- _Problem details_
Find every line containing the string "surface" in the data below, and report how many there are, with no other words.

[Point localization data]
------------------------------

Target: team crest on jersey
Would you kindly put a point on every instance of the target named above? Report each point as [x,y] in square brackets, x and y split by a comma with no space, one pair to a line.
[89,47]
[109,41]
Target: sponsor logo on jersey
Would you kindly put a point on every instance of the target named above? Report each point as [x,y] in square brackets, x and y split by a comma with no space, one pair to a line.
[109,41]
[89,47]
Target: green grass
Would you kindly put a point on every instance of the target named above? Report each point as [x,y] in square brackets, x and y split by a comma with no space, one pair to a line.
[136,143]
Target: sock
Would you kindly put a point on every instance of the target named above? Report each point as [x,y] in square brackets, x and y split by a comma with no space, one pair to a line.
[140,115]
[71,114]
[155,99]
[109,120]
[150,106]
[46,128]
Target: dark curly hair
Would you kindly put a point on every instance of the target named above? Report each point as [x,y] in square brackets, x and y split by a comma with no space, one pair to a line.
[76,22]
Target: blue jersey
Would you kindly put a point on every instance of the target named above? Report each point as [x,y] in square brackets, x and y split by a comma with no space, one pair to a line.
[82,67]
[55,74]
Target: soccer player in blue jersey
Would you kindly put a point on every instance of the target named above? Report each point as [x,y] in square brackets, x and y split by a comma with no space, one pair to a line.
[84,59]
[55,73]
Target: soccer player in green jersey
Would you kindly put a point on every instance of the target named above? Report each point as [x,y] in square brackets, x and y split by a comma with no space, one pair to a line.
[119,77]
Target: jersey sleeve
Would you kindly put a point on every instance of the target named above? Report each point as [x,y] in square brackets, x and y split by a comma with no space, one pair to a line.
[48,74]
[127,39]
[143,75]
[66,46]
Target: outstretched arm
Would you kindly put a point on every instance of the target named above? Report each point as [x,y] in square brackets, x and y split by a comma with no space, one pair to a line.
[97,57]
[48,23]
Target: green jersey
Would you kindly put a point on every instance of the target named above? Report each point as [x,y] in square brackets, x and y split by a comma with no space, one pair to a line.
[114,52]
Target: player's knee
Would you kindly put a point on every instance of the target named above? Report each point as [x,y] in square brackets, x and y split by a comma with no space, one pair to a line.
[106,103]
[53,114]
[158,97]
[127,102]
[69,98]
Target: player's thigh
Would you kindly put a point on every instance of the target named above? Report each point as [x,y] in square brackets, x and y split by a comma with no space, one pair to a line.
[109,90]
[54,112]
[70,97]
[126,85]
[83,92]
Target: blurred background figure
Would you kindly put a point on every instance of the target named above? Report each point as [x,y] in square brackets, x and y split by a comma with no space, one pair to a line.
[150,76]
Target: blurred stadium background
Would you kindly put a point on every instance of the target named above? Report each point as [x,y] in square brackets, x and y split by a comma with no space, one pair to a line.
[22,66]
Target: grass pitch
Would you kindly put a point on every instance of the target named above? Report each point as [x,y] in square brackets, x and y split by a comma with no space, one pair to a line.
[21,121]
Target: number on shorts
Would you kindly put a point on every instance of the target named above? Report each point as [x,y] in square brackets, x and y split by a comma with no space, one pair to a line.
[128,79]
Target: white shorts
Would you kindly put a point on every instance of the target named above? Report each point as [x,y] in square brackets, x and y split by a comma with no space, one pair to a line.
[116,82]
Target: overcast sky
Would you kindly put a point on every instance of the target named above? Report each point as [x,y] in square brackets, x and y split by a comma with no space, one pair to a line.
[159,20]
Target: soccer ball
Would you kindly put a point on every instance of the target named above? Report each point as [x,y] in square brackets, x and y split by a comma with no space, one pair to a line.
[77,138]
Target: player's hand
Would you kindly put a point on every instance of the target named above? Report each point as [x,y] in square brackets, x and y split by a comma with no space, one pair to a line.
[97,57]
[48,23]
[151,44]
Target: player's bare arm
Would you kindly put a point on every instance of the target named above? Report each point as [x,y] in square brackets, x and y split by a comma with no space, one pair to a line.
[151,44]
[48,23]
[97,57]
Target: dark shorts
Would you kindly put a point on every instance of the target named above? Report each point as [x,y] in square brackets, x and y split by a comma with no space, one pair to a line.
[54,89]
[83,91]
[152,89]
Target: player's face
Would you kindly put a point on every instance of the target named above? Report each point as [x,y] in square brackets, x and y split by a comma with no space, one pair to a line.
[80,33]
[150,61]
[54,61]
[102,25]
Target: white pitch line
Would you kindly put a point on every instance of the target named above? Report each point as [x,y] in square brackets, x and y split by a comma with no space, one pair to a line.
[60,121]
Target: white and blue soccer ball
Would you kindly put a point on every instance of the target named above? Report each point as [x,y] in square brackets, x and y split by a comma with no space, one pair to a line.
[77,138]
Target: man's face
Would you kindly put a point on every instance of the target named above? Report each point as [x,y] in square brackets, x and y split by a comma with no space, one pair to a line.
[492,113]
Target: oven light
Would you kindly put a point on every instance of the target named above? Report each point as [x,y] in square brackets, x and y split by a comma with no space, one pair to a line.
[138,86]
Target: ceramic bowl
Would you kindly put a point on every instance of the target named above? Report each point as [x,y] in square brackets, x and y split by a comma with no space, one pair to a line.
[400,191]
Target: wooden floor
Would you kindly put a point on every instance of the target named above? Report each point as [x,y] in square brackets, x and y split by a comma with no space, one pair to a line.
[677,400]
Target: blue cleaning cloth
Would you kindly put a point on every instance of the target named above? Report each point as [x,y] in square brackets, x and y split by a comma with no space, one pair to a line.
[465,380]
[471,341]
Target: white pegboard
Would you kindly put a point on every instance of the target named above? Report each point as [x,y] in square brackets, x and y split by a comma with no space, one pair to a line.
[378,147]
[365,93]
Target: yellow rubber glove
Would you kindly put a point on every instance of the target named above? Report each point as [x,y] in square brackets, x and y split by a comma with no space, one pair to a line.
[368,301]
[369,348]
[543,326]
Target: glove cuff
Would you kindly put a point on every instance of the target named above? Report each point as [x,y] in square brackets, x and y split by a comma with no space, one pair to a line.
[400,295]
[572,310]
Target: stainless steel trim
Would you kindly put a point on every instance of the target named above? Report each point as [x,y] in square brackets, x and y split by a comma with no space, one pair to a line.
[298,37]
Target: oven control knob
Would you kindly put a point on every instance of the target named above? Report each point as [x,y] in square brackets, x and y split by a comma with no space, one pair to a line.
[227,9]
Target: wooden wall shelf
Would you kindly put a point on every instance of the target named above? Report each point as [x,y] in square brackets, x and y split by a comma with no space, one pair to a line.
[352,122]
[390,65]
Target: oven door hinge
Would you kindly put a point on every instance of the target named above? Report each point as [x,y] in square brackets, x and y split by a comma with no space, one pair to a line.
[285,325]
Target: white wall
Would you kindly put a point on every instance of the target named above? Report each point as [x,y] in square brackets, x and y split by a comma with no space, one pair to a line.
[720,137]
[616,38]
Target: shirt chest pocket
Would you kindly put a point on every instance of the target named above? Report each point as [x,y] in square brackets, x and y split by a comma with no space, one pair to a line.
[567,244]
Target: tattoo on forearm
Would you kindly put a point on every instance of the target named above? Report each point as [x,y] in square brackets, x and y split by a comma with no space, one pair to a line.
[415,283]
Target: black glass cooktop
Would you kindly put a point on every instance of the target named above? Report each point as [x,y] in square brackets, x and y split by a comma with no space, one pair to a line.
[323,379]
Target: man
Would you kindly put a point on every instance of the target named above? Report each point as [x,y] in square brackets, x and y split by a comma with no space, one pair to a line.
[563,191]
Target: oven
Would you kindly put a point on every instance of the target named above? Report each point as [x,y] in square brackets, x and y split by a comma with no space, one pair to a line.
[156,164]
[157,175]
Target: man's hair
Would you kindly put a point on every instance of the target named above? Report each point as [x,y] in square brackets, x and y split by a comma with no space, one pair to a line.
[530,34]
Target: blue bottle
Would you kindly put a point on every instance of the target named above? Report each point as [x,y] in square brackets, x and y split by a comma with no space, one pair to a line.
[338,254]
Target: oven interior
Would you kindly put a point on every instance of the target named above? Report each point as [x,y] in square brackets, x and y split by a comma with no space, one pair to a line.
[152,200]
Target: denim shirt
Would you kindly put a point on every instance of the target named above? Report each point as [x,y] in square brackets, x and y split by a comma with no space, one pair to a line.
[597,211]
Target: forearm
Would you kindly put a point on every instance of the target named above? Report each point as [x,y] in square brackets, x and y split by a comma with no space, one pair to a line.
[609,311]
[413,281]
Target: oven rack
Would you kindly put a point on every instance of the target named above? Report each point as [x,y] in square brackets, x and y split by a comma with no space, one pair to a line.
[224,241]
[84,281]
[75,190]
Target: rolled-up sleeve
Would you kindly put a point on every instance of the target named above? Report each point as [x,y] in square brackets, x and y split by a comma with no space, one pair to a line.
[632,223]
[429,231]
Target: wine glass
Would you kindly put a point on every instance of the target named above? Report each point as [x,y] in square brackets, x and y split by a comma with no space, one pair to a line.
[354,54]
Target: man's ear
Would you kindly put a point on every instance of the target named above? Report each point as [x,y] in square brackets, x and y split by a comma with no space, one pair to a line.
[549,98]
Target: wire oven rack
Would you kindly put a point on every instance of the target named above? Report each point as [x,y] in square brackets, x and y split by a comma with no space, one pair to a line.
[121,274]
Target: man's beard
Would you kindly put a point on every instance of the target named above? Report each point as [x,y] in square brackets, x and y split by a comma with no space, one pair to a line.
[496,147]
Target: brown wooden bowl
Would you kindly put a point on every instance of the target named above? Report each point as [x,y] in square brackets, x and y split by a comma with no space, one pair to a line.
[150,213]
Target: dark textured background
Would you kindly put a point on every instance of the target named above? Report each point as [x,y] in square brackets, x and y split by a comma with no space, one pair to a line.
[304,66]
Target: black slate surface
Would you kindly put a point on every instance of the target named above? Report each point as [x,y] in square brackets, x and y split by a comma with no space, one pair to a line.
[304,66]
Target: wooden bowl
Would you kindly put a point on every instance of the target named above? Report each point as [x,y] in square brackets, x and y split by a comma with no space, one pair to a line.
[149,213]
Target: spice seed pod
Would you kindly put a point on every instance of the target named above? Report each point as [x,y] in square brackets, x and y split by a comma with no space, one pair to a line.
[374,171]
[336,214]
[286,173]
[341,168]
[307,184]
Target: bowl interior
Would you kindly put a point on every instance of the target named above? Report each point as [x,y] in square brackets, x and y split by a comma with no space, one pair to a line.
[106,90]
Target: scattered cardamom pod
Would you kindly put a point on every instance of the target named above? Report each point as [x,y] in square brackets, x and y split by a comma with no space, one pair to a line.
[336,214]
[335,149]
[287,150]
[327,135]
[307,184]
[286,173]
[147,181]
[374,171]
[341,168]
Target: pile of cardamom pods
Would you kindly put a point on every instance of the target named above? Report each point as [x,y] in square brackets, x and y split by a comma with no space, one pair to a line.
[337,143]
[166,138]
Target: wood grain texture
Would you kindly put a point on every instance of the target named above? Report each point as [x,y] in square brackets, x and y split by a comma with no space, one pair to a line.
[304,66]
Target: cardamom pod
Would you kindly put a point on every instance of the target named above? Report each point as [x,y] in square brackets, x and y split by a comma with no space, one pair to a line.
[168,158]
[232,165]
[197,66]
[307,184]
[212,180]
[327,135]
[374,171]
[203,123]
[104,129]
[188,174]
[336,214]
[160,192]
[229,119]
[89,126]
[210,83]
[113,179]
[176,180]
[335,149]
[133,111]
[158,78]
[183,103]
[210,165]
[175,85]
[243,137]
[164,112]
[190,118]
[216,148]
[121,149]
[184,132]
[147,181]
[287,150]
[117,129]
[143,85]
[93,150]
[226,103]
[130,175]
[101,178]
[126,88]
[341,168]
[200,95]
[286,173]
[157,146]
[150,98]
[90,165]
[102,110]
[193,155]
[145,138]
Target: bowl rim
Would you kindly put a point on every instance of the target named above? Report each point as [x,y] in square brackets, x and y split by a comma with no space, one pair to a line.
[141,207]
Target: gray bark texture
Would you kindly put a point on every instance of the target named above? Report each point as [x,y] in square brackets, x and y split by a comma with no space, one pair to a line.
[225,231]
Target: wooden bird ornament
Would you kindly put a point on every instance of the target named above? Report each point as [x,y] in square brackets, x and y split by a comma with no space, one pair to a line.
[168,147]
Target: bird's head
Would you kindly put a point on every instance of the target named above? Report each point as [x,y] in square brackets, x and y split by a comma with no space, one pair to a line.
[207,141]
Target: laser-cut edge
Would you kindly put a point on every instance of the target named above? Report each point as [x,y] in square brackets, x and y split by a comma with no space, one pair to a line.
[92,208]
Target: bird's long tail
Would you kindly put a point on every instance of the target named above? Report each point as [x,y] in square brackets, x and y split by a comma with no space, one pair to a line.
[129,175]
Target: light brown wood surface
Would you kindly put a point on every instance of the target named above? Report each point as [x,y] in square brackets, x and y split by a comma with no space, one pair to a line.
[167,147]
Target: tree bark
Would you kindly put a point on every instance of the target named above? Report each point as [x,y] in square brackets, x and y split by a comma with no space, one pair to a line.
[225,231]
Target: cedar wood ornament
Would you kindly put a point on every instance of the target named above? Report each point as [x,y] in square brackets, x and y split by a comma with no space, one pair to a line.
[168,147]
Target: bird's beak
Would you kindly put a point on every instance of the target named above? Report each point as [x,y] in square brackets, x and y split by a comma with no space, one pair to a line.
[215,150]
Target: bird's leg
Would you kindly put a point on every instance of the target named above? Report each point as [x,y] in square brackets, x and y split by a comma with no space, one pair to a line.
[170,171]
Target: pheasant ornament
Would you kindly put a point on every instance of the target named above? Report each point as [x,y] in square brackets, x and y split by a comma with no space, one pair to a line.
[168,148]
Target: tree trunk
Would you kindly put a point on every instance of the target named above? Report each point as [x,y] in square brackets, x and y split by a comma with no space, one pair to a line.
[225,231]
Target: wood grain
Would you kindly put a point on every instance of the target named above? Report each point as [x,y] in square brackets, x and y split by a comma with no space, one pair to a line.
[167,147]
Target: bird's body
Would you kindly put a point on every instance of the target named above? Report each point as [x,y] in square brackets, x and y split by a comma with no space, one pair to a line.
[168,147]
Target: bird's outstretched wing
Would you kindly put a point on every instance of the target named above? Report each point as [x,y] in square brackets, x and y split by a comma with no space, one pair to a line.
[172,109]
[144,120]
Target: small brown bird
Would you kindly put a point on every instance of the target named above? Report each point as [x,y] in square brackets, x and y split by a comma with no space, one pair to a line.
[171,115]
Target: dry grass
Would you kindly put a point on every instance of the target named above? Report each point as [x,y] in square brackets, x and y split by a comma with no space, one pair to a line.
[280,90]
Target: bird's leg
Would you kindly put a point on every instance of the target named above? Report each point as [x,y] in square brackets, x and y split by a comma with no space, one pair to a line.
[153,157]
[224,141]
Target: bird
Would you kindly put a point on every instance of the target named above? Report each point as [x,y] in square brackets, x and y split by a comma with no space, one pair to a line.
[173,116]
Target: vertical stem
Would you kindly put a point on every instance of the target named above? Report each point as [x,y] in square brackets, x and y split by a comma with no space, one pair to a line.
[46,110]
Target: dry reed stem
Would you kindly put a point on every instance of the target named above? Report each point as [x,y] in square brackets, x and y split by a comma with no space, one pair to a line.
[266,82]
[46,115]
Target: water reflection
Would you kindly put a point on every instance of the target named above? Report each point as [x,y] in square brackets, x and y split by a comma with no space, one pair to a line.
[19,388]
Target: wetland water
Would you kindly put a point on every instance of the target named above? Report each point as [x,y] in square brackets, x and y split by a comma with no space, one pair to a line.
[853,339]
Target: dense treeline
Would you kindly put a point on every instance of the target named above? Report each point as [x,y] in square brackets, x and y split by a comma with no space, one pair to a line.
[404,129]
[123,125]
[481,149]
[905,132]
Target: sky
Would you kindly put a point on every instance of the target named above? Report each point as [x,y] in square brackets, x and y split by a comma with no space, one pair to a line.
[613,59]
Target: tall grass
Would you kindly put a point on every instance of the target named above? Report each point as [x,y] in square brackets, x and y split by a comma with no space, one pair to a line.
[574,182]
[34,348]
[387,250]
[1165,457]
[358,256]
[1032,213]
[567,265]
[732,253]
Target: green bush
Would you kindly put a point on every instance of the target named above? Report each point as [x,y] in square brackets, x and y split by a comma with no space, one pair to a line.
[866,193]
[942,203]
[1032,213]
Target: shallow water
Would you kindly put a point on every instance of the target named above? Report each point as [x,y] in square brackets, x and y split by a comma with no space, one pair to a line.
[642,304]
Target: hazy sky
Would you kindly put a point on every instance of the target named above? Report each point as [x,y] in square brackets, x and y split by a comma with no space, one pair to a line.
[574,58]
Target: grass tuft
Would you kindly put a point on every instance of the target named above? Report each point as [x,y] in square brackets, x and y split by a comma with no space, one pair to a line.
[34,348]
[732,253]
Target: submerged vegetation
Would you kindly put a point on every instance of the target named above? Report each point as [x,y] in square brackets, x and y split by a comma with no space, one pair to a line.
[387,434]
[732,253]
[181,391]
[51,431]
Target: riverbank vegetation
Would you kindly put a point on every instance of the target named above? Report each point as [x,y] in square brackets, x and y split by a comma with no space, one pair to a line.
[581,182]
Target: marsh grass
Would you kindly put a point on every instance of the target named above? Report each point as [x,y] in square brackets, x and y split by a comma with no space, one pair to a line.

------------------------------

- _Finished exercise_
2